§ Alıştırma Yönergesi
Muhtar'la ilgili metinde "Ona beyatte bulunanlar" ile "beri arkadaşlık vardı." arasındaki bölümü, her ikisi de dahil olmak üzere, "yüz bin dirhem" yerine "elli bin dirhem" koyarak yeniden yazar mısınız?

=== Gösterilen Metin ===

Daha sonra minberden indi, Küfe halkının eşrafı Onun yanına gelerek Allahın kitabı, Resulallahın sünnetine uymak, ehlibeytin kanını istemek, Onu dökenlerin kanlarını helal kabul edip onlarla cihat etmek, zayıfları korumak, savaşanlarla savaşmak, barış yapanlarla da barış yapmak üzere beyatte bulundular.
Ona beyatte bulunanlar arasında Münzir bin Hassan ve oğlu Hassan da vardı. Münzir ve oğlu Muhtarın yanından çıkınca şiadan bir grup ile birlikte olan Sevreli Said bin Münkizle karşılaştılar. Her ikisini de görünce: “Allaha yemin ederiz, bu ikisi azgınların ileri gelenlerindendir.” diyerek Münziri ve oğlu Hassanı öldürdüler. Said Muhtarın emrini almadan bu işi yapmamalarını söylediyse de dinlemediler. Muhtar olaydan haberdar olunca memnun olmadı. Halka çeşitli vaatlerde bulunarak, eşrafın sevgisini kazanmağa ve iyi bir şekilde hareket etmeğe başladı.
Muhtara: “ibn Muti Ebu Musanın evinde bulunuyor.” denilince sesini çıkarmadı. Akşam olunca Ona yüz bin dirhem göndererek şunları söyledi:
“Bununla hazırlıklarını yap, ben senin yerini öğrenmiş bulunuyorum ve inanıyorum ki parasız olduğun için yola çıkmıyorsun.” ikisi arasında eskiden beri arkadaşlık vardı.

=== Verilen Bilgiler ===

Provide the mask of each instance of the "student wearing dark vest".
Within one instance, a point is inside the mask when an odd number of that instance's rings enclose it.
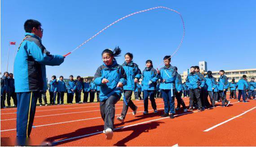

===

§ Sorunun Çözümü
Ona beyatte bulunanlar arasında Münzir bin Hassan ve oğlu Hassan da vardı. Münzir ve oğlu Muhtarın yanından çıkınca şiadan bir grup ile birlikte olan Sevreli Said bin Münkizle karşılaştılar. Her ikisini de görünce: “Allaha yemin ederiz, bu ikisi azgınların ileri gelenlerindendir.” diyerek Münziri ve oğlu Hassanı öldürdüler. Said Muhtarın emrini almadan bu işi yapmamalarını söylediyse de dinlemediler. Muhtar olaydan haberdar olunca memnun olmadı. Halka çeşitli vaatlerde bulunarak, eşrafın sevgisini kazanmağa ve iyi bir şekilde hareket etmeğe başladı.
Muhtara: “ibn Muti Ebu Musanın evinde bulunuyor.” denilince sesini çıkarmadı. Akşam olunca Ona elli bin dirhem göndererek şunları söyledi:
“Bununla hazırlıklarını yap, ben senin yerini öğrenmiş bulunuyorum ve inanıyorum ki parasız olduğun için yola çıkmıyorsun.” ikisi arasında eskiden beri arkadaşlık vardı.